## Aim of the task
Reproduce every item below word for word, in the order given.

Records from a pointing dataset
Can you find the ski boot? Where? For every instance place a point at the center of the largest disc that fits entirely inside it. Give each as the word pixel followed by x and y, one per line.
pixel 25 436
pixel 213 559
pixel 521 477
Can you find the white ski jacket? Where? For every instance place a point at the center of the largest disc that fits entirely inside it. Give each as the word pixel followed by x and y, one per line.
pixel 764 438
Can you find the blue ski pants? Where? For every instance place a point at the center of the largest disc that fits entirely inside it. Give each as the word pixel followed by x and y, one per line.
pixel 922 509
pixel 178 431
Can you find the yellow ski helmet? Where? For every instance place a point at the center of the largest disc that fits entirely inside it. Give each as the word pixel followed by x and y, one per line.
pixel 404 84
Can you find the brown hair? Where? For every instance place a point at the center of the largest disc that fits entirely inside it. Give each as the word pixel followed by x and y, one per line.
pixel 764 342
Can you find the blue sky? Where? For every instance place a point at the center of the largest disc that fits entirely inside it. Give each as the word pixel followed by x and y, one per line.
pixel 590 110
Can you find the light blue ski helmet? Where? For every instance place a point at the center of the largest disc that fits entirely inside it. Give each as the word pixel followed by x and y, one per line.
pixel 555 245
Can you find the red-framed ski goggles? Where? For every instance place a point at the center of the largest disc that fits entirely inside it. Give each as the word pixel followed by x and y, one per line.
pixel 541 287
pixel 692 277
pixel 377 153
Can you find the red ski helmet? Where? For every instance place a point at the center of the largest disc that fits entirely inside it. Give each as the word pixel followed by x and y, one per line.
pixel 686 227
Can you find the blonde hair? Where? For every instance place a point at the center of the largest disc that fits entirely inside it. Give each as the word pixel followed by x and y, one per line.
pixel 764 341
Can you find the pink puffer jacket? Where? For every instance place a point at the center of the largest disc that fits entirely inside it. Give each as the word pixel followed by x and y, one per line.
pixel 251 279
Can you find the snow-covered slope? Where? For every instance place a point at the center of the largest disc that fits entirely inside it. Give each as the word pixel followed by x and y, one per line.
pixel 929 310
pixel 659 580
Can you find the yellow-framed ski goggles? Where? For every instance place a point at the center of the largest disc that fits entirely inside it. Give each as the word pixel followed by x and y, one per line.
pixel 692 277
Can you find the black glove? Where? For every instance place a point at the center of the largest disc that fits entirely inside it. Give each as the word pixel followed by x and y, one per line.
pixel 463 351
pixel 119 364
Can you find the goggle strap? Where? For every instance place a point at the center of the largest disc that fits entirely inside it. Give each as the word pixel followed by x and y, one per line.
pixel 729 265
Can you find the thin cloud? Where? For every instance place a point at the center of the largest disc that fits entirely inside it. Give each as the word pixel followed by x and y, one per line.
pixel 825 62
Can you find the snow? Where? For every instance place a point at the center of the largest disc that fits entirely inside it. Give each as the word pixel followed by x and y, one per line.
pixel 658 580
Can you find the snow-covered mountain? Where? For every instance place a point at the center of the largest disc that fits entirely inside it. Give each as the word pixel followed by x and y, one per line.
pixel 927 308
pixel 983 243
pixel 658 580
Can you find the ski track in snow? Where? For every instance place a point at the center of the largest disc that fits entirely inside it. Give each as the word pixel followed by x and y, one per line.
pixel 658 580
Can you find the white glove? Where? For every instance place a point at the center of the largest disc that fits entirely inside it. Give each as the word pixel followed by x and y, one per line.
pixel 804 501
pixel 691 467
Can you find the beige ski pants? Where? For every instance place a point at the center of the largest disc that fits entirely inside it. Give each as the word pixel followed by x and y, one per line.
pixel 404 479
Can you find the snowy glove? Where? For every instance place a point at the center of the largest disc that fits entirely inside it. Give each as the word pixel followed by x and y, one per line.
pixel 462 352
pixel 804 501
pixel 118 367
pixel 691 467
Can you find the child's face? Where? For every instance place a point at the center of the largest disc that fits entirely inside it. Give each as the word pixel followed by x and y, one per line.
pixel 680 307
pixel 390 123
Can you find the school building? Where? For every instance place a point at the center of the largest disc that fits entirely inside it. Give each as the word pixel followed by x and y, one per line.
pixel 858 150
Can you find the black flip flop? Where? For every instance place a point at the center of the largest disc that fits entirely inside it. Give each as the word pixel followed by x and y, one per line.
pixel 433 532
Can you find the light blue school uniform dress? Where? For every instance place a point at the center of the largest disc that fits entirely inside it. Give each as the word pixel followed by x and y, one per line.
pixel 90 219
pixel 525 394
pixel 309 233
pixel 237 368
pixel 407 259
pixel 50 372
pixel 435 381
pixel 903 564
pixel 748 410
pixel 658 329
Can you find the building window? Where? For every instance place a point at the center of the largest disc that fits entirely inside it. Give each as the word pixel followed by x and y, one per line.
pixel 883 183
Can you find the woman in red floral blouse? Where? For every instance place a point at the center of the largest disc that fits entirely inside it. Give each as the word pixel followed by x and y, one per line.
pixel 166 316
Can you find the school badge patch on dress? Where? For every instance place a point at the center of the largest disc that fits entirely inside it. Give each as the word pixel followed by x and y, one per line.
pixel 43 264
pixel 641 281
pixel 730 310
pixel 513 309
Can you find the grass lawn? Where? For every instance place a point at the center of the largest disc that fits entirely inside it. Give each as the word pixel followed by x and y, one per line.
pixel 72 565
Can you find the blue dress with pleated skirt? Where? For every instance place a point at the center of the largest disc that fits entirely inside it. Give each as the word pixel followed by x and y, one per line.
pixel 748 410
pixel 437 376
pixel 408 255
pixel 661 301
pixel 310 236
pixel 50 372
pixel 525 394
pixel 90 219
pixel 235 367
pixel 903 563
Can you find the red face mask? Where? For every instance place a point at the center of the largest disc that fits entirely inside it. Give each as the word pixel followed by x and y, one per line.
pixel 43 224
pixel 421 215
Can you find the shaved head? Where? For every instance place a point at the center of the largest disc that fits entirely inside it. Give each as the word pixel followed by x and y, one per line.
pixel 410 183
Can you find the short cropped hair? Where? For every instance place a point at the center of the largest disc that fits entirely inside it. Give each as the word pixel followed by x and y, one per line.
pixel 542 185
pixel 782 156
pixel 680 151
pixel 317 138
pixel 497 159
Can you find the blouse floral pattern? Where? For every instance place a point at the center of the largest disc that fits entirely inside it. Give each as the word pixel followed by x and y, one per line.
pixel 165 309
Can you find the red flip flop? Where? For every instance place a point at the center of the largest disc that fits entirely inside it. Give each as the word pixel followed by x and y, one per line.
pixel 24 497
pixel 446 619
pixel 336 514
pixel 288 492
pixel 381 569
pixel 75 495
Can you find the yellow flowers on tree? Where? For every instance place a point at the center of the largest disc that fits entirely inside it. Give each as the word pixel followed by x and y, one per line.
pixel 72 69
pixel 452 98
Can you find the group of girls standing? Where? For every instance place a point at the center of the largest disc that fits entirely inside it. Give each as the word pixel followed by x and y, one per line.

## Solution to the exercise
Can you find the ski boot? Where? For every instance place a point at the center of the largest disc that fits entirely inside it. Give each as the word pixel followed by x and y, one per line.
pixel 25 436
pixel 213 559
pixel 521 477
Can you find the white ski jacket? Where? For every instance place a point at the center of the largest disc that fits entirely inside it. Give each as the word pixel followed by x and y, one per line.
pixel 764 438
Can you find the blue ski pants? Where? For every instance place a point at the center of the largest disc that fits entirely inside it. Give each as the word pixel followed by x and y, one per line.
pixel 922 509
pixel 178 431
Can you find the yellow ski helmet? Where? For every instance place a point at the center of the largest disc that fits entirely inside it. Give each as the word pixel followed by x and y, one per line.
pixel 404 84
Can you find the brown hair? Where? For every instance place a point at the center of the largest disc that fits entirely inside it. Give each as the word pixel followed by x and y, one per line.
pixel 764 342
Can you find the blue sky? Where? For every instance place a point at the center of the largest disc that fits entirely inside it. Give each as the word pixel followed by x and y, one per line.
pixel 590 110
Can you find the light blue ski helmet? Where? For every instance place a point at the center of the largest disc that fits entirely inside it. Give each as the word pixel followed by x and y, one per line.
pixel 555 245
Can you find the red-framed ski goggles? Where? For every instance place a point at the center of the largest disc that fits entirely inside it. Give each as the word pixel followed by x and y, one per line.
pixel 541 287
pixel 692 277
pixel 377 153
Can you find the red ski helmet? Where? For every instance place a point at the center of the largest disc that fits entirely inside it. Give each as the word pixel followed by x and y, one per line.
pixel 686 227
Can you find the blonde hair? Where? For every instance place a point at the center of the largest disc that fits entirely inside it. Give each as the word pixel followed by x and y, one per line.
pixel 764 341
Can you find the pink puffer jacket? Where? For every instance place a point at the center of the largest disc that fits entirely inside it. Give each as the word pixel followed by x and y, one per line.
pixel 251 279
Can you find the snow-covered slope? Where? For every instance place a point at the center of the largest disc that fits entirely inside it. Give each as the word pixel followed by x and y, one per line.
pixel 929 310
pixel 659 580
Can you find the yellow-framed ski goggles? Where? For every instance place a point at the center of the largest disc that fits entirely inside it. Give each as the word pixel followed by x and y, one per line.
pixel 692 277
Can you find the black glove? Where? For every instance place a point at the center of the largest disc that fits entirely inside it. Give each as the word pixel followed by x and y, one per line.
pixel 463 351
pixel 119 364
Can you find the goggle strap? Where? For every instance place a point at the center of the largest disc that fits entirely inside it. Give each as the word pixel followed by x and y, one per line.
pixel 729 265
Can you find the thin cloud? Where? For every instance place a point at the center of the largest disc that fits entirely inside it. Give each as the word pixel followed by x and y, one per line.
pixel 825 62
Can you find the snow? Where? For every instance place a point at the center of the largest disc that fits entirely inside it. Give each as the word pixel followed by x and y, one per line.
pixel 658 580
Can you find the snow-covered mountain? Where? For every instance place a point at the center of the largest disc that fits entirely inside it. Give each as the word pixel followed by x and y, one per line.
pixel 927 308
pixel 983 243
pixel 658 580
Can you find the ski track in snow? Where? For every instance place a point at the center of the largest disc that fits entirely inside it. Give each as the word pixel followed by x and y, one per line.
pixel 658 580
Can you find the white glove? Where? For every instance place a point at the center of the largest disc that fits entirely inside it. Give each as the word pixel followed by x and y, one per line.
pixel 804 501
pixel 691 467
Can you find the beige ski pants? Where? For every instance place a point at the center of the largest disc that fits entirely inside it. Give each as the word pixel followed by x and y, one per line.
pixel 404 479
Can you find the snowy glove? Where? For every instance place a point at the center of the largest disc that fits entirely inside it. Give each as the word pixel followed by x and y, one per line.
pixel 462 352
pixel 804 501
pixel 118 367
pixel 691 467
Can you find the child's face? Where? For every instance place a point at the center of the largest disc that fits entirely inside it. Give each as the word pixel followed by x and y, one per line.
pixel 680 307
pixel 390 123
Can you find the school building? Where? For every instance place a point at the center of the largest disc that fits entirely inside it. Give each as the word pixel followed by x and y, one per line.
pixel 858 150
Can you find the black flip flop? Where? For every instance place a point at the center of the largest disc that fits entirely inside it. Give each as the word pixel followed by x and y, one per line.
pixel 433 532
Can you find the light blue school uniform dress? Where? For every instance place a point at the center of the largest disc that fits entirely inside it. Give each as the word pixel followed by x and y, one per line.
pixel 90 219
pixel 525 394
pixel 309 233
pixel 237 368
pixel 407 259
pixel 50 372
pixel 435 381
pixel 903 564
pixel 748 410
pixel 658 329
Can you find the building window? Where? For every instance place a point at the center of the largest disc that fits entirely inside it. Give each as the word pixel followed by x and y, one per line.
pixel 883 183
Can you find the woman in red floral blouse? Where? For every instance place a point at the center of the largest disc that fits entirely inside it. Give each as the word pixel followed by x and y, one per line.
pixel 166 316
Can you find the school badge patch on dress? Where? For every instance place a point at the center of the largest disc that fits entirely inside it. Give each as the word pixel followed by x and y, one per line.
pixel 43 264
pixel 641 281
pixel 730 310
pixel 513 309
Can you find the grass lawn? Where? For every instance place a point at the center of the largest disc that fits entirely inside it. Give each as the word pixel followed by x and y, one per line.
pixel 72 565
Can you find the blue dress with pleated skirt? Where? For every instance place a point at the center of the largest disc that fits entirely inside it. Give each as the word pixel followed by x and y, one per line.
pixel 748 410
pixel 437 376
pixel 408 255
pixel 661 301
pixel 310 236
pixel 50 372
pixel 525 394
pixel 90 219
pixel 235 367
pixel 903 563
Can you find the red face mask? Where? For every instance place a point at the center of the largest disc that fits entirely inside it. Give each as the word pixel followed by x and y, one per line.
pixel 43 224
pixel 421 215
Can you find the shaved head? Where? For every instance place a point at the center of the largest disc that fits entirely inside it. Give each as the word pixel followed by x and y, one per line.
pixel 410 183
Can you find the short cropped hair? Where? For every instance place a point at the center of the largest disc that fits entirely inside it. Give each as the word pixel followed by x and y, one per line.
pixel 542 185
pixel 782 156
pixel 680 151
pixel 317 138
pixel 497 159
Can you find the blouse floral pattern? Where? For every instance place a point at the center of the largest disc that fits entirely inside it. Give each as the word pixel followed by x and y, one per line.
pixel 165 309
Can you find the red flip flop? Where? For every instance place a point at the center of the largest disc that fits entirely inside it. Give each as the word pixel followed by x and y, one per line.
pixel 24 497
pixel 446 619
pixel 336 514
pixel 288 492
pixel 381 569
pixel 75 495
Can you find the yellow flowers on tree? Where? For every instance place a point at the center of the largest disc that fits entirely inside it. Give each as the word pixel followed by x and y, one per line.
pixel 72 69
pixel 452 98
Can you find the group of girls standing? Where? For every instance place a point at the center of the largest disc that fits entirely inside it. Give each as the word pixel followed by x and y, one per line.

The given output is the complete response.